What you have to do: Which lines run from the line with "Note: the class marks the woman's back" to the end of the entries? Write out exactly those, leaving out the pictures.
[Material provided start]
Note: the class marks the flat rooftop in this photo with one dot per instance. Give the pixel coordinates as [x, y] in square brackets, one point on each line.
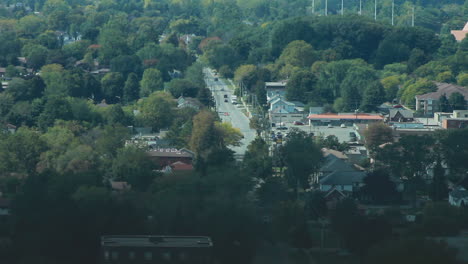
[156, 241]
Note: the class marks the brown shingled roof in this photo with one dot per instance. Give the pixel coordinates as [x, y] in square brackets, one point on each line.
[444, 88]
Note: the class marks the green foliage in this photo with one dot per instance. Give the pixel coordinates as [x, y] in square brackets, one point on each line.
[419, 87]
[134, 166]
[150, 82]
[302, 157]
[298, 53]
[156, 110]
[112, 87]
[422, 251]
[182, 87]
[377, 134]
[462, 79]
[379, 187]
[301, 87]
[457, 101]
[257, 162]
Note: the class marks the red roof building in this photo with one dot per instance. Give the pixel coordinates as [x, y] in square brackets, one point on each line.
[344, 118]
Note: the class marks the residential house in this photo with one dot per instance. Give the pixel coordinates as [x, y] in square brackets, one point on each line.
[428, 103]
[400, 115]
[343, 118]
[458, 197]
[127, 249]
[167, 156]
[450, 123]
[177, 168]
[338, 174]
[183, 102]
[460, 34]
[282, 111]
[275, 89]
[120, 186]
[4, 207]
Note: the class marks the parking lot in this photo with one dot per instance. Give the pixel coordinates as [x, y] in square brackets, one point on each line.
[342, 133]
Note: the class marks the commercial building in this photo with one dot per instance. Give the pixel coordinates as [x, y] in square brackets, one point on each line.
[156, 249]
[429, 103]
[343, 118]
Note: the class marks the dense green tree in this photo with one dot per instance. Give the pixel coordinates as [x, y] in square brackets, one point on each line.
[373, 97]
[302, 158]
[182, 87]
[444, 104]
[377, 134]
[354, 85]
[438, 189]
[300, 87]
[150, 82]
[35, 54]
[131, 89]
[298, 53]
[422, 251]
[157, 111]
[257, 162]
[112, 87]
[379, 187]
[134, 166]
[457, 101]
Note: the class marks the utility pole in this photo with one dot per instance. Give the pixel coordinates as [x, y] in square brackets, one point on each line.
[375, 9]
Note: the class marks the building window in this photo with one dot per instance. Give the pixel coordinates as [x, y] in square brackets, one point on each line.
[148, 255]
[115, 255]
[167, 256]
[183, 256]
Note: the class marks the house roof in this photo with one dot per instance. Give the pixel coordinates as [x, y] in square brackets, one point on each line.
[345, 116]
[460, 34]
[444, 88]
[343, 178]
[333, 163]
[120, 185]
[4, 203]
[181, 166]
[278, 99]
[170, 152]
[459, 193]
[335, 153]
[275, 85]
[405, 113]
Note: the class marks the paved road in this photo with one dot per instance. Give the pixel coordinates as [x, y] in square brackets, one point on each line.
[229, 112]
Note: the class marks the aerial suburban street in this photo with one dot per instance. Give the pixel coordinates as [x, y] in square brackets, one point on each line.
[228, 111]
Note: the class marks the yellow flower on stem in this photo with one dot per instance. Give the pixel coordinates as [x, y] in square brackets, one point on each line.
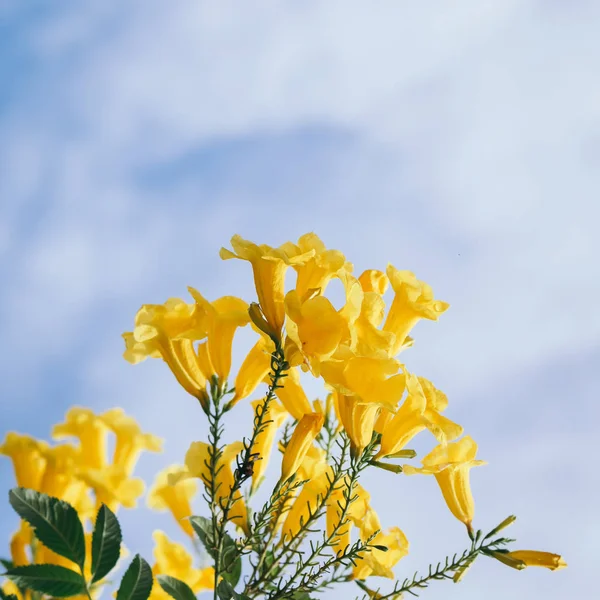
[413, 301]
[197, 461]
[380, 562]
[130, 440]
[223, 317]
[90, 430]
[273, 419]
[269, 266]
[27, 457]
[300, 443]
[169, 331]
[253, 370]
[174, 560]
[450, 464]
[292, 395]
[534, 558]
[421, 410]
[175, 498]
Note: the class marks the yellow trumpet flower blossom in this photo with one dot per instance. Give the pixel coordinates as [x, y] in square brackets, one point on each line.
[253, 370]
[196, 460]
[293, 396]
[26, 454]
[175, 498]
[130, 440]
[419, 411]
[173, 559]
[90, 430]
[413, 301]
[274, 418]
[300, 443]
[168, 331]
[450, 464]
[269, 266]
[223, 317]
[536, 558]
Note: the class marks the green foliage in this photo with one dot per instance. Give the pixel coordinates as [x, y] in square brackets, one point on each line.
[52, 580]
[137, 581]
[55, 522]
[106, 543]
[175, 588]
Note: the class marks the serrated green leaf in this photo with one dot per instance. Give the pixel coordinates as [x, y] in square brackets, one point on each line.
[203, 528]
[175, 588]
[106, 543]
[53, 580]
[137, 581]
[55, 522]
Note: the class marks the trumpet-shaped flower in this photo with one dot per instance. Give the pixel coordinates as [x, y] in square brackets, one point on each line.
[420, 410]
[413, 300]
[253, 370]
[300, 443]
[293, 396]
[275, 415]
[130, 440]
[223, 317]
[173, 559]
[451, 463]
[197, 460]
[269, 266]
[175, 498]
[90, 430]
[168, 331]
[535, 558]
[27, 457]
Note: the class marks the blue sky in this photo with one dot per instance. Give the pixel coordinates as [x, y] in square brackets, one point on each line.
[460, 142]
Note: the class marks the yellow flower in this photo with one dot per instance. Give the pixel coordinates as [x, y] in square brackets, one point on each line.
[451, 464]
[293, 396]
[358, 419]
[197, 460]
[90, 430]
[268, 266]
[317, 271]
[380, 562]
[274, 418]
[174, 497]
[168, 331]
[26, 454]
[174, 560]
[130, 440]
[113, 487]
[223, 317]
[420, 410]
[535, 558]
[413, 301]
[253, 370]
[300, 443]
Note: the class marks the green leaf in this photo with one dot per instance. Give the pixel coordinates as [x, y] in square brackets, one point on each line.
[175, 588]
[106, 543]
[55, 522]
[137, 581]
[229, 555]
[53, 580]
[203, 528]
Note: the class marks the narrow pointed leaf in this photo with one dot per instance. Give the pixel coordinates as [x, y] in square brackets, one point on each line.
[54, 521]
[137, 581]
[106, 543]
[52, 580]
[175, 588]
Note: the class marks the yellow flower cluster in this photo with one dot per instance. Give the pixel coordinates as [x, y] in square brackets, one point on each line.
[78, 471]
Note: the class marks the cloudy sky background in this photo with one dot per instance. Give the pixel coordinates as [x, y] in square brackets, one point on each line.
[461, 142]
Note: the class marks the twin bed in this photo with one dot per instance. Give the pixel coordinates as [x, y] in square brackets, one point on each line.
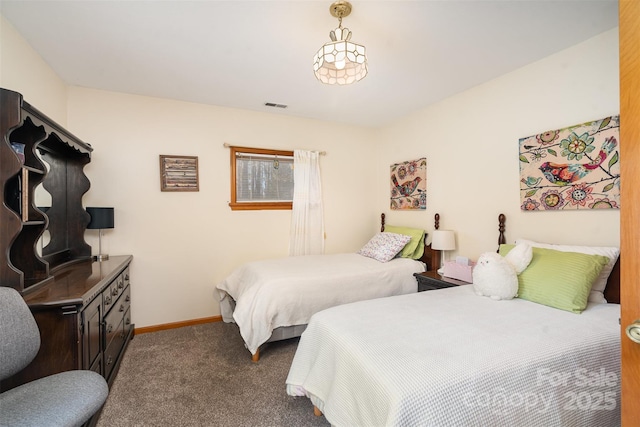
[274, 299]
[452, 358]
[446, 357]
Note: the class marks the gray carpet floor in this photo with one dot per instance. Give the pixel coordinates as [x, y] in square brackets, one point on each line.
[203, 376]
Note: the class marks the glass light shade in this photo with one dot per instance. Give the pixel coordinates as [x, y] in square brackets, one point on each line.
[341, 61]
[443, 240]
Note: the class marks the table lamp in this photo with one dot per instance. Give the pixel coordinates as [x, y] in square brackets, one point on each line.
[443, 240]
[101, 218]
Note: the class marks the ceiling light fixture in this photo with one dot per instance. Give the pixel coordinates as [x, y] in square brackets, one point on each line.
[340, 61]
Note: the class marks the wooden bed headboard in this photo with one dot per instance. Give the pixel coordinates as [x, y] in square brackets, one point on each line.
[611, 292]
[430, 257]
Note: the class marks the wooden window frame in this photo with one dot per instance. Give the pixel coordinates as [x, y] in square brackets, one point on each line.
[247, 206]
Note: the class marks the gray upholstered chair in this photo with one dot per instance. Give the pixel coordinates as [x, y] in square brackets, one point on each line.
[64, 399]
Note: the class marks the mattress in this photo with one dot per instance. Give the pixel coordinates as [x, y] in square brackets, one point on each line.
[451, 358]
[264, 295]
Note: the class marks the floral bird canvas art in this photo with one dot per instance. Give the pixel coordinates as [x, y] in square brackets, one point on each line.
[572, 168]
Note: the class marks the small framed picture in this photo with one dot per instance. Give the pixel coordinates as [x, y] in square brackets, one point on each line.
[179, 173]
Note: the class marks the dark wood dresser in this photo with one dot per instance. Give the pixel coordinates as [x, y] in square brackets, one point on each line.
[84, 318]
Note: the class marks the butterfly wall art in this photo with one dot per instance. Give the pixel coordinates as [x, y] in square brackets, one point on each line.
[577, 167]
[409, 185]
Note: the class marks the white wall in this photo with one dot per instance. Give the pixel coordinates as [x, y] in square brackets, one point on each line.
[471, 144]
[185, 243]
[24, 71]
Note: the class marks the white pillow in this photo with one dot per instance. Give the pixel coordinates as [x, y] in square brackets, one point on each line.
[597, 290]
[384, 246]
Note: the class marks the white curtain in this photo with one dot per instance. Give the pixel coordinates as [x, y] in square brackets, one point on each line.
[307, 224]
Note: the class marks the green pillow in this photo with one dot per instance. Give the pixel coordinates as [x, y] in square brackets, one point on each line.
[415, 248]
[558, 279]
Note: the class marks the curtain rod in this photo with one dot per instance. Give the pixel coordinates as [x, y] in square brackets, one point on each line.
[227, 145]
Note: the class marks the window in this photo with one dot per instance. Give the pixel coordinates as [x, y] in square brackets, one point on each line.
[261, 179]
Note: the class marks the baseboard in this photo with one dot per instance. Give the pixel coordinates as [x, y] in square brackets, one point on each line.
[175, 325]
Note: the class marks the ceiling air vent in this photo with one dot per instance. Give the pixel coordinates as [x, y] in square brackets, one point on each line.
[271, 104]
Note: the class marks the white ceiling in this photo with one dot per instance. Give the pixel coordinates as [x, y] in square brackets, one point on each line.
[244, 53]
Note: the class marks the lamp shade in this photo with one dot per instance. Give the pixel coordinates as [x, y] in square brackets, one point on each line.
[443, 240]
[100, 218]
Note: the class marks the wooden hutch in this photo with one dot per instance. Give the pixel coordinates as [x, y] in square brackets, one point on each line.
[82, 306]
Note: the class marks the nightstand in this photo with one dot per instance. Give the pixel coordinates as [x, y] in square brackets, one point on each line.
[430, 280]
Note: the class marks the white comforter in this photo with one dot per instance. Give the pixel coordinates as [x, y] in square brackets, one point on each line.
[451, 358]
[285, 292]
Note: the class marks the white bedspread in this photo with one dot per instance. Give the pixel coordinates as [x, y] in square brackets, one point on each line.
[285, 292]
[451, 358]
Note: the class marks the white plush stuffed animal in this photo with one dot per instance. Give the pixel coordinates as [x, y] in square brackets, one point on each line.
[496, 276]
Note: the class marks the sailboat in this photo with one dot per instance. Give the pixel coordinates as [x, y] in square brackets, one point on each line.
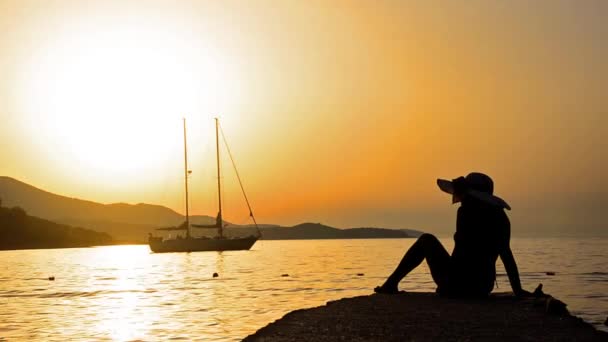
[220, 242]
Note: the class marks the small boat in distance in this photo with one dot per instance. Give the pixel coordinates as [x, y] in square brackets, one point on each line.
[220, 242]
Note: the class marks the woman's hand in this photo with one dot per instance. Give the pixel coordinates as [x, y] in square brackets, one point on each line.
[521, 293]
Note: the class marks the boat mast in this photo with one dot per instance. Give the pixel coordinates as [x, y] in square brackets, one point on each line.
[219, 190]
[186, 181]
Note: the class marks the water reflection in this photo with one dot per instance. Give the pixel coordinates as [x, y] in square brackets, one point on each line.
[126, 293]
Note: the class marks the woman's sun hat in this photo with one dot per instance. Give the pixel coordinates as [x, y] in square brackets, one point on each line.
[475, 184]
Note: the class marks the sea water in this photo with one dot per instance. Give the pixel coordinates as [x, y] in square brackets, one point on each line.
[126, 293]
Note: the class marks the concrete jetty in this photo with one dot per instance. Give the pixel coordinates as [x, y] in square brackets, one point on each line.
[428, 317]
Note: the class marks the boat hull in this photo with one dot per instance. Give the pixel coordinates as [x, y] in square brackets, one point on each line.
[158, 245]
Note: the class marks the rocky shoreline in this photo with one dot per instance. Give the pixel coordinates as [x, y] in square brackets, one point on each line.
[426, 316]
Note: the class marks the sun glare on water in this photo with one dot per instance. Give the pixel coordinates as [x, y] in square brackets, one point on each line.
[111, 101]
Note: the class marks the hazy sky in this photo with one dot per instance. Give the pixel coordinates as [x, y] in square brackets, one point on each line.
[341, 112]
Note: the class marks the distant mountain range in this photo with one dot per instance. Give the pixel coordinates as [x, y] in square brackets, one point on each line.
[18, 230]
[131, 223]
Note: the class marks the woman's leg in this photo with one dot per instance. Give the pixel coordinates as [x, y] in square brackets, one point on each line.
[426, 247]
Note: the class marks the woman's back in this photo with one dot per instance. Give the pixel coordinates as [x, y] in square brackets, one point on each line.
[481, 232]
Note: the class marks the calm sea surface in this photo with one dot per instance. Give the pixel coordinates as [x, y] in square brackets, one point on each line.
[125, 293]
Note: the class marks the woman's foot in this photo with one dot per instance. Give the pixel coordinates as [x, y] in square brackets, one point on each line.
[386, 289]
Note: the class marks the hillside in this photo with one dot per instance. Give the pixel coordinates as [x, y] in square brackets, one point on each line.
[18, 230]
[125, 222]
[307, 231]
[131, 223]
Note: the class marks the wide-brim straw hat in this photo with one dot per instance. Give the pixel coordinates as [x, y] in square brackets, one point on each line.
[475, 184]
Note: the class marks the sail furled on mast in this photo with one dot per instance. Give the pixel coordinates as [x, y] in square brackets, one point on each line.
[183, 226]
[218, 223]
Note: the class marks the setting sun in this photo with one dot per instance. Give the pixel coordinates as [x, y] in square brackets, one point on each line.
[109, 100]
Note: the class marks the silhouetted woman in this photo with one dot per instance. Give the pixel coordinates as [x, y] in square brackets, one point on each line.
[482, 234]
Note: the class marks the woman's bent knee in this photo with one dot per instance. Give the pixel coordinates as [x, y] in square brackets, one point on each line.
[426, 237]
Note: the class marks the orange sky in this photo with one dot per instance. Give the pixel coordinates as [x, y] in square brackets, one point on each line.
[342, 112]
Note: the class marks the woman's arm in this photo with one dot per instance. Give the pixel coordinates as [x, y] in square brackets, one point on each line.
[506, 255]
[511, 267]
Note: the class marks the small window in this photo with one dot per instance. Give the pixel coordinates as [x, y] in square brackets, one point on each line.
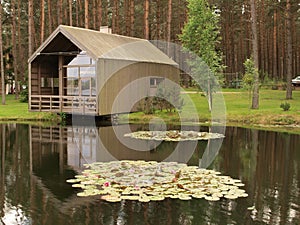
[Material provided end]
Worked answer:
Note: the class marks the woman's back in this photo with one dot per instance. Give the pixel coordinates as [x, y] in square brackets, one point on each line.
[481, 232]
Note: the class marks the calm sea surface in this photo with one dot per instance. Give the pixel coordinates as [x, y] in square brackets, one point on each line.
[125, 293]
Note: the class marks the woman's foot in this photo with one dot per instance. Give the pixel coordinates as [x, y] in square brackets, one point on each line.
[386, 289]
Note: the class marks the hillside in this photo with one dot per instance. Give the pixel coordinates as [x, y] in square brackets, one point on each line.
[18, 230]
[125, 222]
[307, 231]
[131, 223]
Note: the class marks the wide-brim straw hat in this photo with one dot per instance. Give the pixel coordinates as [x, y] in square brackets, one point on each line.
[475, 184]
Note: the class marks the sail furled on mast in this photo with one dot per instance. Give the pixel coordinates as [x, y] in square brackets, one point on each line.
[183, 226]
[218, 223]
Note: the class marks the setting sun in this photo with one dot per instance. Give the pixel coordinates as [x, y] in square brackets, one point on each line.
[109, 100]
Note: the class marks the silhouetted woman in this photo with one dot per instance. Give the pixel coordinates as [x, y] in square brackets, one point on each line.
[482, 234]
Note: the class marks the woman's bent knee in this photo with one dot per instance. Give the pixel coordinates as [x, y] in square brackets, one point on each line.
[426, 237]
Note: the class marks the orange sky in this photo with one dot per instance. Give the pixel coordinates as [x, y] in square brackets, one point on each line.
[342, 112]
Note: the class marks the woman's arm in this photo with one dot per instance. Give the pixel coordinates as [x, y] in square brackets, one point on each line.
[506, 255]
[511, 267]
Note: the class marks the small window in this photo with one dot per instance. Give the pixel coordinates as [x, y] in square brackets, one point on each line.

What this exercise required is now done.